> **Given task**:
Reproduce the records below word for word, from the first line through the last.

> **Available records**:
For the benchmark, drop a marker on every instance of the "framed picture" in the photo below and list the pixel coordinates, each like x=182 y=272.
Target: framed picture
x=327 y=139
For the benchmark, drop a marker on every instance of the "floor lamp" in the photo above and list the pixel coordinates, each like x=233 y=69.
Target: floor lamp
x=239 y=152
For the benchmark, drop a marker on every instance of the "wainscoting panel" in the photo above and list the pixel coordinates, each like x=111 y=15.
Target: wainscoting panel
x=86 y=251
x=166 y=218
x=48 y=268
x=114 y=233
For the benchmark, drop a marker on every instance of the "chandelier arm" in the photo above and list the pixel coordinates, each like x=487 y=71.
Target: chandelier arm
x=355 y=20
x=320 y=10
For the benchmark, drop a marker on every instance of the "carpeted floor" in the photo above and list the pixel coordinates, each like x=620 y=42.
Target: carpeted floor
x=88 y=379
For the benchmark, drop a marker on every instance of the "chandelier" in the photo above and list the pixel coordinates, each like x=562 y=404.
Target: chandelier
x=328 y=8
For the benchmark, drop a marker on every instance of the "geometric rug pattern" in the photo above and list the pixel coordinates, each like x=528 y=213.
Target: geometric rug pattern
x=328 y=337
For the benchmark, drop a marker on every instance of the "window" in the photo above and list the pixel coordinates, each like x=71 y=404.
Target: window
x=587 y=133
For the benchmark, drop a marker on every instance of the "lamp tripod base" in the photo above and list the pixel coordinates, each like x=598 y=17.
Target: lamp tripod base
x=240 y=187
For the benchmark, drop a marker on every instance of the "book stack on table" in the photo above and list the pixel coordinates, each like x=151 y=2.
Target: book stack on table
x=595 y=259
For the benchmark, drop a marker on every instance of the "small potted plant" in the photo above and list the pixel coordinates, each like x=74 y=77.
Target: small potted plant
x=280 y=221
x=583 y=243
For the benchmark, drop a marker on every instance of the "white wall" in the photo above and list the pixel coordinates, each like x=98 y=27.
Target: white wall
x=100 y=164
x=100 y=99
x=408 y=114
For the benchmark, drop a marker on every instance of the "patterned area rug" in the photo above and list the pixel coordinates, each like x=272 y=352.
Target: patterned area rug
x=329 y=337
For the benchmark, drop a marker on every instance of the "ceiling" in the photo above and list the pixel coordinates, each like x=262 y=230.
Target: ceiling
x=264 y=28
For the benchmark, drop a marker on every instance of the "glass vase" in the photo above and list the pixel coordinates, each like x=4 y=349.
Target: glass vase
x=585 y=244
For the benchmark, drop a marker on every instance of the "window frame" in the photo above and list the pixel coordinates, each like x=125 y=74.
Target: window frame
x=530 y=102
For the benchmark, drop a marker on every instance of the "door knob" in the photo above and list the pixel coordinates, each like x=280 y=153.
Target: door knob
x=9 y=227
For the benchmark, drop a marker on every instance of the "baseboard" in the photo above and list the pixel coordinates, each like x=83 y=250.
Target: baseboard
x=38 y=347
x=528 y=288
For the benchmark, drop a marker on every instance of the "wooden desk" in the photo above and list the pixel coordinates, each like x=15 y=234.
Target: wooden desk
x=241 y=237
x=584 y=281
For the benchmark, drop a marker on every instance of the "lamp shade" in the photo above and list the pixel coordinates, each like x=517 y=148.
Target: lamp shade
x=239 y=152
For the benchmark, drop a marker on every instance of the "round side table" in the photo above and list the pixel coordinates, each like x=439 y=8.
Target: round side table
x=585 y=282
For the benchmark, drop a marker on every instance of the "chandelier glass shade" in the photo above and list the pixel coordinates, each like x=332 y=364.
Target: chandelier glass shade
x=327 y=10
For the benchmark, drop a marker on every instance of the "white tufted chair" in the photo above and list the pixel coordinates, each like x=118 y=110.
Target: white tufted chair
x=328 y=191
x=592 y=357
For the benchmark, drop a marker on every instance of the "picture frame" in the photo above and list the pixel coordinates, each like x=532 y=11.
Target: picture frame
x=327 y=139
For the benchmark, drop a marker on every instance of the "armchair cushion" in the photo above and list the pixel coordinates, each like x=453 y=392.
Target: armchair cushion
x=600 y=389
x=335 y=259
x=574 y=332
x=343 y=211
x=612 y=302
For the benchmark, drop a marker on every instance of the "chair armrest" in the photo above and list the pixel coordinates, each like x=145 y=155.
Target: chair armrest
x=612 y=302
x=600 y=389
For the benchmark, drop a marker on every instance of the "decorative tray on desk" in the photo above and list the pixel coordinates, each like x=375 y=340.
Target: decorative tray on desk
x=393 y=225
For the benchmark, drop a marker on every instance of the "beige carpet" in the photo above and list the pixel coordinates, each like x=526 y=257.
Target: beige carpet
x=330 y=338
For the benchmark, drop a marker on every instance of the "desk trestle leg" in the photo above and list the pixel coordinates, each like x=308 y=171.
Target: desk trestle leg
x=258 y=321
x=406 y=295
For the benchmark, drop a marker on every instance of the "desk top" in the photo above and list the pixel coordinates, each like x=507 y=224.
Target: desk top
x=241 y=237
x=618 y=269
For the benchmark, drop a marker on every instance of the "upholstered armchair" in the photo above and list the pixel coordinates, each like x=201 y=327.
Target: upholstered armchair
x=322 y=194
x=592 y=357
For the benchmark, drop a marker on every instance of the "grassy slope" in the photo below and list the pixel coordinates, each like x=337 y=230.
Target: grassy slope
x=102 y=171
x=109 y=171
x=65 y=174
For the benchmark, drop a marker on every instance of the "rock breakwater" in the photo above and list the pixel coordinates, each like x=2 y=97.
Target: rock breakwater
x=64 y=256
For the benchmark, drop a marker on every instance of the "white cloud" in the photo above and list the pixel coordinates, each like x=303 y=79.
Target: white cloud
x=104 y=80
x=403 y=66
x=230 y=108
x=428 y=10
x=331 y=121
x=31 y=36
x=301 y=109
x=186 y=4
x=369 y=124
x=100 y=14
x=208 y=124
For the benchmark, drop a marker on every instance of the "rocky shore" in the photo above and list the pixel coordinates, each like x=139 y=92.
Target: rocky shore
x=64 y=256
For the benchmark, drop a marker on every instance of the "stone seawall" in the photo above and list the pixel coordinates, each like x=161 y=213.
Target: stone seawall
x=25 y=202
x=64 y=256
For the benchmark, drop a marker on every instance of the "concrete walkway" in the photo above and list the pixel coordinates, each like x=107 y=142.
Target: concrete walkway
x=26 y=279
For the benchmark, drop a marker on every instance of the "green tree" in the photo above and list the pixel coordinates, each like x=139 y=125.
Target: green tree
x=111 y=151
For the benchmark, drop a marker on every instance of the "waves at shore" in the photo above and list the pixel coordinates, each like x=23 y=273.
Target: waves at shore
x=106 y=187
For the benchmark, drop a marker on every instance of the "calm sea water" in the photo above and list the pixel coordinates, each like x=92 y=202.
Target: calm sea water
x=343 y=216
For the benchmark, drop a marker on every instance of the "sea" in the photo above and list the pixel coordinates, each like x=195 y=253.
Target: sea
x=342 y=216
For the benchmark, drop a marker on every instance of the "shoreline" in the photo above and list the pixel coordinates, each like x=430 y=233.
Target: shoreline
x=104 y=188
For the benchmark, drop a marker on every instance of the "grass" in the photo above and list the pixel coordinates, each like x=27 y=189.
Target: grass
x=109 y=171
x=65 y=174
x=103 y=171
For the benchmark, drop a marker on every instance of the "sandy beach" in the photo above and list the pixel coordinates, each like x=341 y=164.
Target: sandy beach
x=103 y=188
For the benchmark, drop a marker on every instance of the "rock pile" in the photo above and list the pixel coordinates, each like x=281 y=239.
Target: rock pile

> **Reply**:
For the benchmark, drop a marker on every instance of the "framed picture" in the photo below and list the pixel coordinates, each like x=182 y=272.
Target: framed picture
x=327 y=139
For the benchmark, drop a marker on every instance of the "floor lamp" in the photo above and list the pixel coordinates, each like x=233 y=69.
Target: floor lamp
x=239 y=152
For the benchmark, drop a marker on every instance of the "wainscoting panel" in the photo above and list the pixel coordinates, each like x=111 y=15.
Target: wainscoting panel
x=86 y=251
x=166 y=218
x=48 y=268
x=114 y=233
For the benchmark, drop a marker on every instance of the "chandelier arm" in the photo above and list the pixel coordinates, each like x=487 y=71.
Target: chandelier arm
x=355 y=20
x=320 y=10
For the benchmark, drop a marker on every instance of the "carpeted floor" in the photo above and list the pixel coordinates, each like x=620 y=42.
Target: carpeted floor
x=88 y=379
For the benchmark, drop a marker on every instance of the "chandelier" in the photo above and list the pixel coordinates, each like x=562 y=404.
Target: chandelier
x=328 y=8
For the benchmark, drop a marker on every instance of the "geometric rug pattern" in the photo above and list the pixel coordinates, each like x=528 y=213.
Target: geometric rug pattern
x=328 y=337
For the benchmark, drop a marker on every instance of the "window" in the photo above and list the pixel coordinates, each like x=71 y=404.
Target: window
x=587 y=133
For the benchmark, drop a marker on every instance of the "lamp tripod base" in the photo above and list the pixel coordinates, each like x=598 y=17.
Target: lamp tripod base
x=240 y=187
For the benchmark, drop a marker on every instance of the "book stack on table" in the photo above and list the pixel coordinates, each like x=151 y=2.
Target: book stack on table
x=595 y=259
For the benchmark, drop a marker on every instance of the "small potted plant" in the photo above and list the pixel coordinates, each like x=74 y=77.
Target: small potted plant
x=280 y=221
x=583 y=243
For the benchmark, drop a marker on every instance of the "white wall" in the photo above and list the pixel coordinates, each like x=98 y=27.
Target: white wall
x=100 y=164
x=100 y=99
x=408 y=114
For the benchmark, drop a marker on every instance of the "patterned area rug" in the photo above and list the pixel coordinates, each like x=272 y=352.
Target: patterned area rug
x=329 y=337
For the benchmark, drop a marker on every instance of the "ceiling" in the photo above and list the pixel coordinates, each like x=262 y=230.
Target: ceiling
x=264 y=28
For the benchmark, drop a marker on every instance of the "glass vase" in the photo above and list the pixel coordinates, each like x=4 y=349.
Target: glass vase
x=585 y=244
For the benchmark, drop a marker on every instance of the "window frame" in the photo above and list the pixel coordinates, each like x=125 y=74.
Target: window frame
x=530 y=102
For the benchmark, drop a marker on every instance of the "door knob" in the photo above and list the pixel coordinates, each like x=280 y=153.
Target: door knob
x=9 y=227
For the benchmark, drop a marker on every instance of the "baseboard" in the photo above and list the pixel coordinates, each like x=83 y=250.
Target: baseboard
x=38 y=347
x=528 y=288
For the benchmark, drop a marker on every instance of the "wooden desk" in the photo above and list the pixel coordinates, each like x=15 y=234.
Target: wooden desk
x=241 y=237
x=584 y=281
For the benchmark, drop a marker on every instance of the "lamp shade" in the photo above and list the pixel coordinates, each like x=517 y=148.
Target: lamp shade
x=239 y=152
For the benchmark, drop a marker on every instance of the "round side table" in the photo above and list the pixel coordinates, each like x=439 y=8.
Target: round side table
x=585 y=282
For the benchmark, drop a marker on every instance of the "chandelier glass shade" in the photo above and list the pixel coordinates, each like x=332 y=364.
Target: chandelier glass shade
x=327 y=10
For the benchmark, drop a marker on every instance of the "white tufted chair" in the photo above and list the pixel coordinates, each like x=118 y=110.
Target: white tufted chair
x=328 y=191
x=592 y=357
For the benchmark, drop a marker on every instance of the "picture frame" in the photo above and list the pixel coordinates, each like x=532 y=11.
Target: picture frame
x=327 y=139
For the benchmark, drop a marker on every instance of the "armchair cushion" in the photo above and list the pixel coordinates, each like x=453 y=392.
Target: armchair cushion
x=600 y=389
x=335 y=259
x=574 y=332
x=343 y=211
x=612 y=302
For the benchmark, drop a marker on every instance of the "chair armrest" in the photo above and list the pixel coordinates, each like x=145 y=155.
Target: chair armrest
x=612 y=302
x=600 y=389
For the benchmark, drop a marker on every instance of the "decorative tray on desk" in the photo above and list the pixel coordinates, each like x=375 y=340.
Target: decorative tray on desk
x=393 y=225
For the benchmark, drop a marker on every instance of the "beige carpet" in the photo above and list the pixel coordinates, each like x=526 y=257.
Target: beige carpet
x=330 y=338
For the benchmark, drop a marker on every instance of the "desk trestle leg" in the photo above and list the pixel coordinates, each like x=308 y=171.
Target: desk trestle leg
x=258 y=321
x=406 y=295
For the benchmark, drop a marker on every instance of the "desk top" in the photo above and list the pixel coordinates, each like x=507 y=224.
Target: desk top
x=241 y=237
x=618 y=269
For the benchmark, drop a marker on every instance of the "upholstered armchair" in the photo above and list the pixel coordinates, each like x=201 y=327.
Target: upholstered armchair
x=322 y=194
x=592 y=357
For the benchmark, drop a marker on every instance of the "grassy slope" in the photo below and list the pixel coordinates, each like x=337 y=230.
Target: grassy slope
x=102 y=171
x=109 y=171
x=65 y=174
For the benchmark, drop a marker on every instance of the "rock breakwater" in the photo above and list the pixel coordinates, each like x=2 y=97.
Target: rock breakwater
x=64 y=256
For the benchmark, drop a marker on every instance of the "white cloud" in the photo above and list the pixel coordinates, each like x=303 y=79.
Target: white cloud
x=104 y=80
x=403 y=66
x=230 y=108
x=428 y=10
x=331 y=121
x=31 y=36
x=301 y=109
x=186 y=4
x=369 y=124
x=100 y=14
x=208 y=124
For the benchmark, drop a marker on every instance of the "rocky shore" in the photo above and list the pixel coordinates, each like x=139 y=92.
Target: rocky shore
x=64 y=256
For the benchmark, drop a marker on every instance of the "stone seawall" in the photo above and list the pixel coordinates, each like x=161 y=213.
Target: stone seawall
x=25 y=202
x=64 y=256
For the benchmark, drop a marker on every instance of the "concrete walkway" in the photo above and list the pixel coordinates, each like x=107 y=142.
Target: concrete walkway
x=26 y=279
For the benchmark, drop a marker on every instance of the "green tree" in the photo above and list the pixel coordinates, each like x=139 y=125.
Target: green tree
x=111 y=151
For the benchmark, drop a marker on every instance of the "waves at shore" in the photo above and list the pixel coordinates, each like x=23 y=273.
Target: waves at shore
x=106 y=187
For the benchmark, drop a marker on every instance of the "calm sea water" in the photo above and list the pixel coordinates, each like x=92 y=202.
Target: calm sea water
x=343 y=216
For the benchmark, drop a marker on every instance of the "sea" in the photo above and list the pixel coordinates, each like x=195 y=253.
Target: sea
x=342 y=216
For the benchmark, drop a marker on every instance of the "shoreline" in the photo above and list the pixel coordinates, each like x=430 y=233.
Target: shoreline
x=104 y=188
For the benchmark, drop a marker on every instance of the "grass" in the photo above and list the pixel coordinates, each like x=27 y=189.
Target: grass
x=109 y=171
x=65 y=174
x=103 y=171
For the benchmark, drop a marker on every instance of the "sandy beach" in the photo above and list the pixel coordinates, each like x=341 y=164.
Target: sandy beach
x=103 y=188
For the benchmark, drop a marker on every instance of the "rock pile" in the photo above and list the pixel coordinates, each like x=281 y=239.
Target: rock pile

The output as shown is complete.